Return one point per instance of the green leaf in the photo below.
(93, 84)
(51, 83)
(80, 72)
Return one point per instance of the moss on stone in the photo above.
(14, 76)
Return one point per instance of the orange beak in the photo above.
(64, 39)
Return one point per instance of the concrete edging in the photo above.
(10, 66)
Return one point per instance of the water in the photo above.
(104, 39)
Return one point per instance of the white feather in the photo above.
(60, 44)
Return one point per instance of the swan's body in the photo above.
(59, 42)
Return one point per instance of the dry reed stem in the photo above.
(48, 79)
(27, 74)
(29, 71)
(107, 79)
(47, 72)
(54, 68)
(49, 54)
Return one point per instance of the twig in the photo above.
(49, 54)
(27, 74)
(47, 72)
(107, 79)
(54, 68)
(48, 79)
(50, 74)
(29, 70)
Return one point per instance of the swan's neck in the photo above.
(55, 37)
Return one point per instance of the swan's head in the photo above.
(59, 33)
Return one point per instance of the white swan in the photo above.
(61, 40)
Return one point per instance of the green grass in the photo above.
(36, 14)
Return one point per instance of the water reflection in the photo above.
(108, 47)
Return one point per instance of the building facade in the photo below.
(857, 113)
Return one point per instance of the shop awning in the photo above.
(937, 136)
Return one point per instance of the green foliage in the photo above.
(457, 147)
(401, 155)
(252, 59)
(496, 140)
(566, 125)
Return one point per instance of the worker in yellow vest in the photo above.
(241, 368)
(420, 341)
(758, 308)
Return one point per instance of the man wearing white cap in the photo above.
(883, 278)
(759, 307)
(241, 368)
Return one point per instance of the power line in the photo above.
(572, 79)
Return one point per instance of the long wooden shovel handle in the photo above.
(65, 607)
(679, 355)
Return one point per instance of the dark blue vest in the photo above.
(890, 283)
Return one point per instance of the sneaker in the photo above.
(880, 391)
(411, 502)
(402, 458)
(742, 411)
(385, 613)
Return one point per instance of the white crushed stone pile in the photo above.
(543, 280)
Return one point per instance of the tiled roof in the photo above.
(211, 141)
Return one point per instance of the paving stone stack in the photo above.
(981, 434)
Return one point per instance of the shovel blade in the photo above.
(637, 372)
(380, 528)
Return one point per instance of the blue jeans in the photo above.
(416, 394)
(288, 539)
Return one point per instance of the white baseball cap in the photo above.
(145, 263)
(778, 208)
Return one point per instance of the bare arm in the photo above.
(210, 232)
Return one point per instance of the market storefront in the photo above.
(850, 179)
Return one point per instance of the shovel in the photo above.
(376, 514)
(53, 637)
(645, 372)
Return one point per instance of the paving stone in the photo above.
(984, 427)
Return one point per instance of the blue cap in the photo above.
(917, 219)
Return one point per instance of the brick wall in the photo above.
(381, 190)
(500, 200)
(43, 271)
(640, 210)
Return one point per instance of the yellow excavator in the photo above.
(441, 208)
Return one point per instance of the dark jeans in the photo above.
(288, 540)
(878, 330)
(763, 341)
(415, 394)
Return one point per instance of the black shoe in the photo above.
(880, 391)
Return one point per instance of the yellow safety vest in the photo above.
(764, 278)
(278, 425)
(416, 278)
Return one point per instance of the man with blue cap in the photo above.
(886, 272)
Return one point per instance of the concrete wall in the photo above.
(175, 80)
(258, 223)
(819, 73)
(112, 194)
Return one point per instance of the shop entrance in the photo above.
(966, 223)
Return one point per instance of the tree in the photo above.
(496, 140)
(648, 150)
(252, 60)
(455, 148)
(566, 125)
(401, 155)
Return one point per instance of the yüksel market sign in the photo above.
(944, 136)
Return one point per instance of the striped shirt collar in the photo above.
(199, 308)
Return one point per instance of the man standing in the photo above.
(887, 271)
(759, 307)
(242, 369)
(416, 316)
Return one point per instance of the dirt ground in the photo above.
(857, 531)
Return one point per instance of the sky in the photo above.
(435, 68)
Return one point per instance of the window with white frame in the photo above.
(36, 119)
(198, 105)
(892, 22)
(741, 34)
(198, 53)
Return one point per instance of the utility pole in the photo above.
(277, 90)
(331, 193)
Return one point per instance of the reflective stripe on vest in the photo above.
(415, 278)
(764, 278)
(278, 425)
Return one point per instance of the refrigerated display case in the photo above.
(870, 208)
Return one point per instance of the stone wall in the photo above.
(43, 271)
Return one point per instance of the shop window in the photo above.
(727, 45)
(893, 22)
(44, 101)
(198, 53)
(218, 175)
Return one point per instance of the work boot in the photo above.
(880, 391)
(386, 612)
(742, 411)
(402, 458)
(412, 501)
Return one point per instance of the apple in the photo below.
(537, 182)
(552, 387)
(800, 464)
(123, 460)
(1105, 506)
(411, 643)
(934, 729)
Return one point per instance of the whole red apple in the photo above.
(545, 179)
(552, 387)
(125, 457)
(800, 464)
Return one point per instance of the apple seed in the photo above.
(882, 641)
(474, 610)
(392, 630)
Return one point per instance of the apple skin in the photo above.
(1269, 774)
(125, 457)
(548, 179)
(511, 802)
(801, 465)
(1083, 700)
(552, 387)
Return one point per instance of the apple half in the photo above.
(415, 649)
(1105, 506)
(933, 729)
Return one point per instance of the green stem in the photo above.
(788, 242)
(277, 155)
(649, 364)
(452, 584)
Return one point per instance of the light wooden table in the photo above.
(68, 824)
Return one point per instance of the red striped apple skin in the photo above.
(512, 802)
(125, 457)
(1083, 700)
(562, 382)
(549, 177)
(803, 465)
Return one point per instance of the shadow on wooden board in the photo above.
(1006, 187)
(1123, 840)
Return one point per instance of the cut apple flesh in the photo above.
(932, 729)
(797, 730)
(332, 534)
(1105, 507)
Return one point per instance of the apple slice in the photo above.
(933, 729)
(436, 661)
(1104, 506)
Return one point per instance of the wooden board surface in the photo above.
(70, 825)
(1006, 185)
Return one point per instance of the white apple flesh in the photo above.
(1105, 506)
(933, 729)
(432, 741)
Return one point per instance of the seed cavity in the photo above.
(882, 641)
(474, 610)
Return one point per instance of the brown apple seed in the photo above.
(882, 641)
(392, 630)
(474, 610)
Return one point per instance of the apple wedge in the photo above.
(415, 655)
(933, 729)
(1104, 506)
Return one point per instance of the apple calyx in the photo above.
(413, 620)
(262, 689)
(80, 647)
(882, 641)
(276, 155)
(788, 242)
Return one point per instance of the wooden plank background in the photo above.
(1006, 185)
++++++++++++++++++++
- _Task brief_
Copy out each line exactly as written.

- _Answer below_
Return one point per instance of the green leaf in the photo below.
(93, 84)
(51, 83)
(80, 72)
Return one point per instance of the moss on stone in the photo above.
(14, 76)
Return one point per instance of the orange beak in the photo above.
(64, 39)
Return one point per instance of the concrete edging in the photo above.
(10, 66)
Return one point per instance of the water in the photo above.
(104, 39)
Return one point per instance of the white feather in the photo above.
(60, 44)
Return one point per instance of the swan's body in the photo above.
(59, 42)
Return one point per instance of the dry reed stem in the photo above.
(48, 79)
(27, 74)
(29, 71)
(107, 79)
(47, 72)
(54, 68)
(49, 54)
Return one point per instance of the twig in the photo above.
(49, 54)
(27, 74)
(47, 72)
(107, 79)
(54, 68)
(48, 79)
(50, 74)
(29, 70)
Return one point per instance of the swan's neck in the photo above.
(55, 37)
Return one point per instance of the swan's head in the photo above.
(59, 33)
Return one point per instance of the white swan in the photo above.
(61, 40)
Return one point per instance of the green grass in the photo above.
(36, 14)
Return one point per instance of the water reflection in the photo above.
(108, 47)
Return one point per instance of the building facade in the photo below.
(857, 113)
Return one point per instance of the shop awning in the photo above.
(937, 136)
Return one point per instance of the green foliage in the photo above.
(457, 147)
(401, 155)
(252, 59)
(496, 140)
(566, 125)
Return one point per instance of the worker in yellow vest in the photo above.
(241, 368)
(420, 341)
(758, 308)
Return one point per instance of the man wearing white cap in the photo above.
(883, 278)
(759, 307)
(241, 368)
Return one point per instance of the power line in the photo above.
(572, 79)
Return one point per instance of the long wooden shovel handle in the photo above.
(65, 607)
(679, 355)
Return one point per instance of the dark blue vest in the photo above.
(890, 283)
Return one point per instance of the sneaker in the photo above.
(880, 391)
(411, 502)
(402, 458)
(742, 411)
(385, 613)
Return one point per instance of the white crushed stone pile in the photo above.
(543, 280)
Return one point per instance of the tiled roof in the photo above.
(211, 141)
Return one point per instance of the paving stone stack in the photo above.
(981, 434)
Return one point per instance of the shovel blade in the photo above.
(637, 372)
(380, 528)
Return one point per instance of the blue jeans in the photo above.
(416, 394)
(288, 539)
Return one point per instance of the white baseball cap in the photo above.
(145, 263)
(778, 208)
Return one point per instance of the bare arm in the photo above.
(210, 232)
Return one point per instance of the market storefront in the photo above.
(850, 179)
Return one point per instance of the shovel in the photo above.
(376, 514)
(53, 637)
(645, 372)
Return one point per instance of the paving stone in the photo above.
(984, 427)
Return one point per instance of the blue cap in the photo above.
(917, 219)
Return one point per instance of the brick wall in the photo above.
(381, 190)
(500, 200)
(43, 271)
(640, 210)
Return one point per instance of the yellow excavator in the photo above.
(441, 208)
Return one point per instance of the dark jeans in the photo above.
(288, 540)
(878, 330)
(763, 341)
(415, 394)
Return one point per instance of the black shoe in the photo above.
(880, 391)
Return one point per instance of the yellow safety vest in the photo above.
(764, 278)
(278, 425)
(416, 278)
Return one point per instance of the man with blue cap in the photo above.
(886, 272)
Return one point per instance of the concrete wall in the photo above.
(175, 80)
(258, 223)
(819, 73)
(112, 194)
Return one point per instance of the shop entrance in the photo above.
(966, 223)
Return one point per instance of the tree in the photo above.
(496, 140)
(648, 150)
(252, 60)
(455, 148)
(566, 125)
(401, 155)
Return one point per instance of the yüksel market sign in the photo above.
(944, 136)
Return one point per instance of the striped shirt collar in the photo above.
(199, 308)
Return one point per instance of the man standing in the photo above.
(887, 271)
(759, 307)
(242, 369)
(416, 316)
Return one point per instance of the dirt ground in the photo above.
(857, 531)
Return one point per instance of the sky in the photo above.
(435, 68)
Return one point per instance of the window with white frame in the photo above.
(36, 119)
(198, 105)
(892, 22)
(741, 34)
(198, 53)
Return one point per instance of the utility pole in the photo above.
(277, 90)
(331, 193)
Return one point per instance of the reflective stripe on vest in the photo above.
(415, 278)
(764, 278)
(278, 425)
Return one point per instance of the refrigerated display case in the photo above.
(870, 208)
Return one point per instance of the stone wall in the photo above.
(43, 271)
Return one point per instance of the shop window in the photo above.
(727, 45)
(893, 22)
(44, 101)
(198, 53)
(218, 175)
Return one point per instance of the work boot in the photo above.
(880, 391)
(386, 612)
(742, 411)
(402, 458)
(412, 501)
Return one point per instance of the apple in the photo below.
(537, 182)
(552, 387)
(800, 464)
(123, 460)
(1105, 506)
(411, 643)
(934, 729)
Return one point per instance of the whole red apple in the photo above.
(545, 179)
(552, 387)
(125, 457)
(800, 464)
Return one point per instance of the apple seed in the photo above.
(882, 641)
(474, 610)
(392, 630)
Return one point per instance of the apple skin in the photo above.
(1269, 774)
(125, 457)
(548, 179)
(511, 802)
(801, 465)
(1083, 700)
(552, 387)
Return one point per instance of the apple half in the photo above.
(415, 649)
(1105, 506)
(933, 729)
Return one point per instance of the green stem in the photo above.
(788, 242)
(277, 155)
(649, 364)
(452, 584)
Return one point per instance of the light wooden table in the photo above.
(68, 824)
Return one point per instance of the red striped apple skin in the photo above.
(512, 802)
(125, 457)
(1083, 700)
(562, 382)
(549, 177)
(803, 465)
Return one point per instance of the shadow on wooden board in the photo above.
(1006, 187)
(1123, 840)
Return one point per instance of the cut apple flesh in the photo above.
(932, 729)
(797, 730)
(332, 534)
(1105, 507)
Return one point per instance of the apple slice in the photo above.
(933, 729)
(436, 661)
(1104, 506)
Return one point per instance of the wooden board surface in the photo above.
(70, 825)
(1006, 185)
Return one point per instance of the white apple flesh in the photo above.
(1105, 506)
(933, 729)
(432, 741)
Return one point per instance of the seed cavity in the photo above.
(882, 641)
(474, 610)
Return one point per instance of the brown apple seed in the photo above.
(882, 641)
(392, 630)
(474, 610)
Return one point per instance of the apple wedge in the photo above.
(415, 655)
(933, 729)
(1104, 506)
Return one point per instance of the apple calyx in the photo above.
(413, 620)
(262, 689)
(80, 647)
(882, 641)
(276, 155)
(788, 242)
Return one point per instance of the wooden plank background in the photo above.
(1006, 185)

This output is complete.